------ Excerpt to read ------
We need to understand the fact that AIDS, and its devastating effects on the gay male community in this country, is an historical accident The coincidental appearance of this virus and the explosion of gay sexual liberation in the 70s was not divinely orchestrated. Many facets of the gay male sexual lifestyle that flourished in the 70s facilitated the sharing of lots of different organisms not good for our health. Couple these lifestyle behaviors with the burgeoning of gay ghettos and a very mobile population and the stage was set for tragedy. Certain of the sexual practices we chose to eroticize (rimming, fisting, and getting fucked by the hordes) were not healthy. AIDS, however, is not an indictment of gayness, but rather a message that it isn’t a good idea to stick your tongue in someone else’s asshole or to lay on your stomach all night in a bathhouse.
AIDS hit us in the infancy of our realization that we are a people with much more in common with each other than just whom we choose to go to bed with. Avenues of gay male(lesbians have been ahead of us on this for some time) spirituality and consciousess were just beginning to be re-explored when AIDS came crashing down. I believe that historically the 70s gay male liberation movement with its over emphasis on the “macho,” consumption oriented lifestyle of the ghetto will be seen as an adolescent growth phase. The underlying philosophy of the time, i.e. “the only difference between us-and them is where we put our dicks,” will be understood for what it was—an overly zealous attempt to deal with our own internalized homophobia. We really believed that it wasn’t all right to be a sissy. We quit satirizing the most obnoxious attributes of straight mates and began imitating them.
This phase of hyper-masculinity was already on the wane somewhat when AIDS came along. AIDS has become a multifaceted metaphor in our culture. For many it is the personification of sin and excess. I would offer another possible metaphor for thought and consideration: Is AIDS, in part, the overwhelming nightmare it is for us because it is a reflection of a time when we measured each others worth in terms of butchness, cock length, youth, and unlimited sexual conquests?
In order not to view gay as bad but rather, vital and indispensable, we’ve got to expand on where we were ten years ago. We cannot allow ourselves to be defined in straight male terms or we’ll never figure out who we are, we’ll never feel good about being gay. Our coming out will not be powerful and change creating.
------ Exercise data ------
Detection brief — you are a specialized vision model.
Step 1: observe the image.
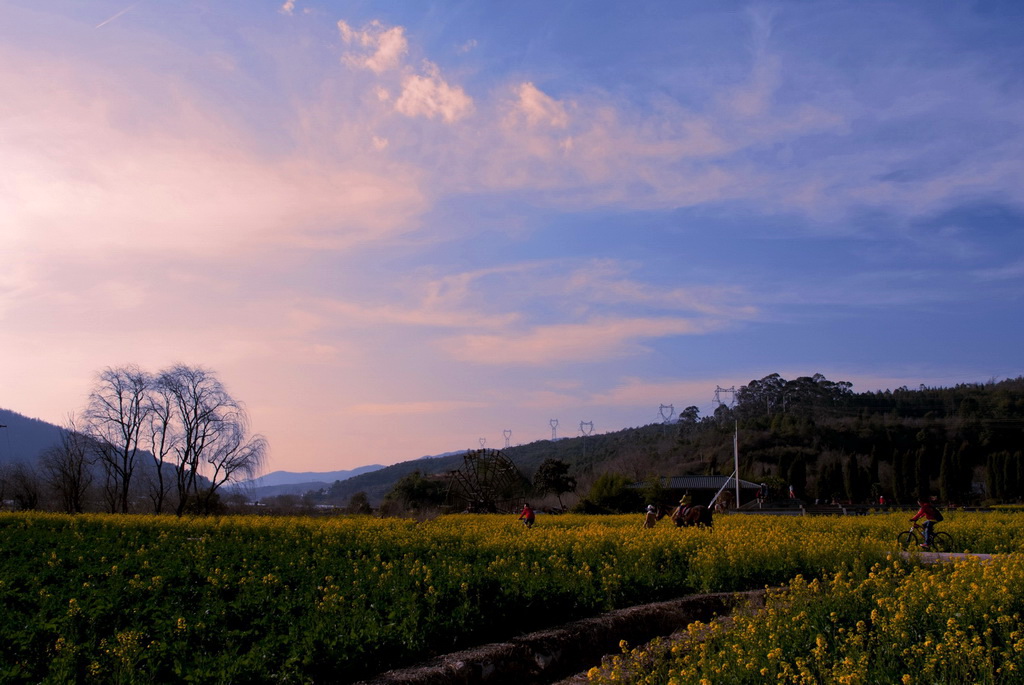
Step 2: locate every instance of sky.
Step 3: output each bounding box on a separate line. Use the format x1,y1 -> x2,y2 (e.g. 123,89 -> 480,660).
0,0 -> 1024,471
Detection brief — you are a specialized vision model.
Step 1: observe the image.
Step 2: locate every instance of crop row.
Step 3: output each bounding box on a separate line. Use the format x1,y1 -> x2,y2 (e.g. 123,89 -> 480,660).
589,553 -> 1024,685
0,513 -> 1024,683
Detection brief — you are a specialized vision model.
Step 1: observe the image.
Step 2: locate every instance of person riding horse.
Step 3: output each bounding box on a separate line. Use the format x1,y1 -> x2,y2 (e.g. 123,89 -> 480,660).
672,491 -> 712,528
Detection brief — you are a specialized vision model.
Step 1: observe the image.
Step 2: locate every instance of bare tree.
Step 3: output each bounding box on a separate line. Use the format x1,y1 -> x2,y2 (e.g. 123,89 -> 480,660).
85,366 -> 152,513
145,376 -> 178,514
42,417 -> 94,514
157,365 -> 266,516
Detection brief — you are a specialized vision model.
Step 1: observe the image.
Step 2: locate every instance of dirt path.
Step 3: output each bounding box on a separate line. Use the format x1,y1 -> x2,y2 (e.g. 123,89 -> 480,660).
357,590 -> 764,685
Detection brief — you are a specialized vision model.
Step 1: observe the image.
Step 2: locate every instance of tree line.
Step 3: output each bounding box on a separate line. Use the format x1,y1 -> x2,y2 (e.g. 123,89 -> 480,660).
0,363 -> 267,516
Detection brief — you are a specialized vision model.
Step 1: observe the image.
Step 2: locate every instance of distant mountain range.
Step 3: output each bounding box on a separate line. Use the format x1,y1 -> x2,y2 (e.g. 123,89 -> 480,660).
0,409 -> 442,498
0,410 -> 65,464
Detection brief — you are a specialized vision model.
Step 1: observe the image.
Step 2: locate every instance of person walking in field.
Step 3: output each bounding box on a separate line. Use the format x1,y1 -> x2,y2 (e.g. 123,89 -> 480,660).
910,498 -> 942,547
643,504 -> 657,528
519,502 -> 537,528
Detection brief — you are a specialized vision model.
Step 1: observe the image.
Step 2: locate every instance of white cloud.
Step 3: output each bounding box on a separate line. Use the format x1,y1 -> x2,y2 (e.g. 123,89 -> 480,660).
394,62 -> 473,124
338,19 -> 409,74
0,45 -> 424,258
346,400 -> 490,416
512,82 -> 569,128
442,316 -> 721,367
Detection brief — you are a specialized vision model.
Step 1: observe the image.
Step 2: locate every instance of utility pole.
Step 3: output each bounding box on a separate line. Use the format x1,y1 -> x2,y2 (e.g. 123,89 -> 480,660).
715,386 -> 739,509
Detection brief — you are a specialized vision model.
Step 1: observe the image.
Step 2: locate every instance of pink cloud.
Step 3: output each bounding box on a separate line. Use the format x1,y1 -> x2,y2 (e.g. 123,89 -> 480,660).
442,316 -> 721,367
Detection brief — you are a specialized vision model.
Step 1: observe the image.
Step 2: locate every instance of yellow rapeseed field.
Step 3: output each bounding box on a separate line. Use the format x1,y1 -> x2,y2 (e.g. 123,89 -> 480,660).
0,513 -> 1024,683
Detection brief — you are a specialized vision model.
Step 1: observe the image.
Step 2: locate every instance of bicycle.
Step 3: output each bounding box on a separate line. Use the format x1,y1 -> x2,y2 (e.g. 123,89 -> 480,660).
896,521 -> 953,552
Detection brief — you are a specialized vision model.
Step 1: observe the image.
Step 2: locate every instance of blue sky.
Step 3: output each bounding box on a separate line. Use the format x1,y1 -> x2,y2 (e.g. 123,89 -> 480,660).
0,0 -> 1024,470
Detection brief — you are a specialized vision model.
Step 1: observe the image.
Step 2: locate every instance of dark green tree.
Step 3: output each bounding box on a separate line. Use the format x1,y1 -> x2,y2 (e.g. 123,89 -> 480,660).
585,473 -> 642,514
534,459 -> 577,509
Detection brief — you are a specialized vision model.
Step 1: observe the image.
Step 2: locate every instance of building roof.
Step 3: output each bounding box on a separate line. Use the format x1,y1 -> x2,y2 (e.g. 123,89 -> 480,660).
631,476 -> 760,490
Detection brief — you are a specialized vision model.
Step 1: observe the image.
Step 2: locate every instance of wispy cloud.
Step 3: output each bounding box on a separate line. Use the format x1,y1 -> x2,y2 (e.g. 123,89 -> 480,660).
443,316 -> 722,367
96,0 -> 143,29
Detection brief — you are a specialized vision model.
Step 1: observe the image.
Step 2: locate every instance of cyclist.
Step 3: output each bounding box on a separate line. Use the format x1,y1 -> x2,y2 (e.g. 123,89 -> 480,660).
519,503 -> 537,528
910,498 -> 942,547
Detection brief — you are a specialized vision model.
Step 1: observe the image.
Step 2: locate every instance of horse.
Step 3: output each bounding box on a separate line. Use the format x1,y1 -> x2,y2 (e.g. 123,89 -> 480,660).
672,504 -> 714,528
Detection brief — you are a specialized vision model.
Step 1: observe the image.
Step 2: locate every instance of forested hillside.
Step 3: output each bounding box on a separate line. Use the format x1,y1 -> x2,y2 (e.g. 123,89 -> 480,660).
319,374 -> 1024,504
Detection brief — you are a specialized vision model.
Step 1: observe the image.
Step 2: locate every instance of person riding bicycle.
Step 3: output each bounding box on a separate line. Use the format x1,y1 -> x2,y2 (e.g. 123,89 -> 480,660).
910,498 -> 942,547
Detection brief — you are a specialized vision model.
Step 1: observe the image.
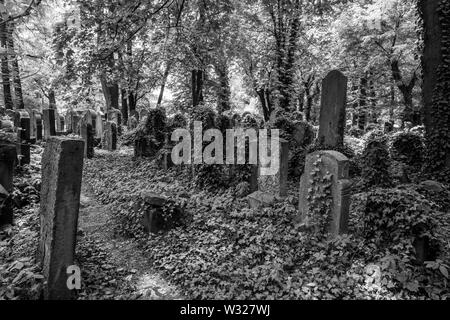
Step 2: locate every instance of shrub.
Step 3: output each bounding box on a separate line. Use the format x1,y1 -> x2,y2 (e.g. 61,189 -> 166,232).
361,139 -> 392,188
357,189 -> 442,255
391,132 -> 425,168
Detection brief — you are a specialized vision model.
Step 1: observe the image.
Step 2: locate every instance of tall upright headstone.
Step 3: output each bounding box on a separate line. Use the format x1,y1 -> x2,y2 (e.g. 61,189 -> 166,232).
16,110 -> 31,165
0,142 -> 17,227
43,109 -> 56,140
39,137 -> 84,300
258,139 -> 289,197
299,151 -> 352,236
35,112 -> 43,141
102,121 -> 117,151
80,121 -> 94,159
318,70 -> 348,147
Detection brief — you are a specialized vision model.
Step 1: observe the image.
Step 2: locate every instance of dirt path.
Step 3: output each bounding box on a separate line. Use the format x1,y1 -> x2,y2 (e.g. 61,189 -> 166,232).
79,185 -> 183,300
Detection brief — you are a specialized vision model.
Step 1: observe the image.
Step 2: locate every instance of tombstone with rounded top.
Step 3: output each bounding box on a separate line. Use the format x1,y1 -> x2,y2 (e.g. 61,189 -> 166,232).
318,70 -> 348,147
299,151 -> 352,236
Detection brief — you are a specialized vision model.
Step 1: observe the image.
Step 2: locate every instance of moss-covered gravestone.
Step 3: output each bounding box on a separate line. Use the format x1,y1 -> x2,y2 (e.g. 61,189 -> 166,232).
299,151 -> 351,236
0,142 -> 17,228
38,137 -> 84,300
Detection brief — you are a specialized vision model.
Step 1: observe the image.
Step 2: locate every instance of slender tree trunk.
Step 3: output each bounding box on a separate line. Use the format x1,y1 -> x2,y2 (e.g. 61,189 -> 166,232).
7,24 -> 25,109
0,17 -> 14,110
48,89 -> 56,109
156,62 -> 171,107
358,77 -> 368,130
192,70 -> 204,107
418,0 -> 450,175
216,61 -> 231,113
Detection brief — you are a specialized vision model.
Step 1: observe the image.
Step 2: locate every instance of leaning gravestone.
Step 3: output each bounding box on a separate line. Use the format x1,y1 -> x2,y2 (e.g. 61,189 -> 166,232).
80,122 -> 94,159
299,151 -> 351,236
0,143 -> 17,227
16,110 -> 31,165
35,113 -> 43,141
318,70 -> 347,147
102,121 -> 117,151
43,109 -> 56,140
258,139 -> 289,197
39,137 -> 84,300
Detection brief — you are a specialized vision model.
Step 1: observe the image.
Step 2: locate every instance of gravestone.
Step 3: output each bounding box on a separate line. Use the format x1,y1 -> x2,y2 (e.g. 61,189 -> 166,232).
258,139 -> 289,197
65,111 -> 73,133
102,121 -> 117,151
38,137 -> 84,300
107,109 -> 122,135
299,151 -> 351,236
80,121 -> 94,159
35,113 -> 43,141
0,120 -> 14,133
43,109 -> 56,140
247,191 -> 276,209
95,113 -> 104,139
0,142 -> 17,227
58,115 -> 66,132
318,70 -> 347,147
16,110 -> 31,166
55,109 -> 62,132
30,110 -> 37,140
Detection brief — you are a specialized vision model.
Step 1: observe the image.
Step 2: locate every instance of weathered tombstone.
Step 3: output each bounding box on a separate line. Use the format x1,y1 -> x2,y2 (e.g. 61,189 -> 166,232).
39,137 -> 84,300
384,121 -> 394,133
318,70 -> 347,147
139,192 -> 184,233
108,109 -> 122,135
43,109 -> 56,140
247,191 -> 275,209
16,110 -> 31,165
30,110 -> 37,140
258,139 -> 289,197
95,113 -> 103,139
54,109 -> 62,133
35,113 -> 43,141
58,115 -> 66,132
80,121 -> 94,159
299,151 -> 351,236
0,143 -> 17,227
0,120 -> 14,132
102,121 -> 117,151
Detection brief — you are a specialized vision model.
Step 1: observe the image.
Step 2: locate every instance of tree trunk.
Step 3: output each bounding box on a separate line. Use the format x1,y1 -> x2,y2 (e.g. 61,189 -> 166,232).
48,89 -> 56,109
192,70 -> 204,107
7,24 -> 25,109
256,89 -> 273,121
358,77 -> 368,130
120,89 -> 128,126
156,62 -> 171,107
418,0 -> 450,176
0,17 -> 14,110
216,61 -> 231,114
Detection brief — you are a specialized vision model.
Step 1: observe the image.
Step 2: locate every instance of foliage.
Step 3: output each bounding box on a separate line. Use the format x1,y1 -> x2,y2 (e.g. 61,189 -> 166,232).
361,139 -> 392,189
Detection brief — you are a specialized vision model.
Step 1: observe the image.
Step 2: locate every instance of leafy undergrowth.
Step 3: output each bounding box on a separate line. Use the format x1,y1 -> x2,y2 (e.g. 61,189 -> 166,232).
84,149 -> 449,299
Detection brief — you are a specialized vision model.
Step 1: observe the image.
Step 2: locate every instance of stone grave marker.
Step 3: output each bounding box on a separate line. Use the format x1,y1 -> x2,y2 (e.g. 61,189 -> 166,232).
258,139 -> 289,198
318,70 -> 347,147
299,151 -> 351,236
102,121 -> 117,151
43,109 -> 56,140
0,142 -> 17,227
38,137 -> 84,300
80,121 -> 94,159
35,112 -> 43,141
16,110 -> 31,166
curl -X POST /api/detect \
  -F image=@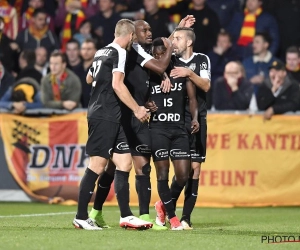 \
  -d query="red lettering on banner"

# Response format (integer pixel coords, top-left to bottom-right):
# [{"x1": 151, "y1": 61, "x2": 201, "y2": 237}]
[
  {"x1": 251, "y1": 134, "x2": 262, "y2": 149},
  {"x1": 210, "y1": 170, "x2": 219, "y2": 186},
  {"x1": 221, "y1": 170, "x2": 232, "y2": 186},
  {"x1": 266, "y1": 135, "x2": 277, "y2": 149},
  {"x1": 279, "y1": 135, "x2": 289, "y2": 149},
  {"x1": 248, "y1": 171, "x2": 257, "y2": 186},
  {"x1": 221, "y1": 134, "x2": 230, "y2": 149},
  {"x1": 238, "y1": 134, "x2": 249, "y2": 149},
  {"x1": 291, "y1": 135, "x2": 300, "y2": 150},
  {"x1": 235, "y1": 171, "x2": 245, "y2": 186},
  {"x1": 199, "y1": 170, "x2": 258, "y2": 187}
]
------
■ **What you will do**
a – In the passage on AIDS and gay male liberation, what does the writer believe the 70s gay male liberation movement will historically be seen as?
b – Repeat word for word the part of the passage on AIDS and gay male liberation that runs from "In order not" up to and including "and change creating.".

■ **Per-task outputs**
a – An adolescent growth phase.

b –
In order not to view gay as bad but rather, vital and indispensable, we’ve got to expand on where we were ten years ago. We cannot allow ourselves to be defined in straight male terms or we’ll never figure out who we are, we’ll never feel good about being gay. Our coming out will not be powerful and change creating.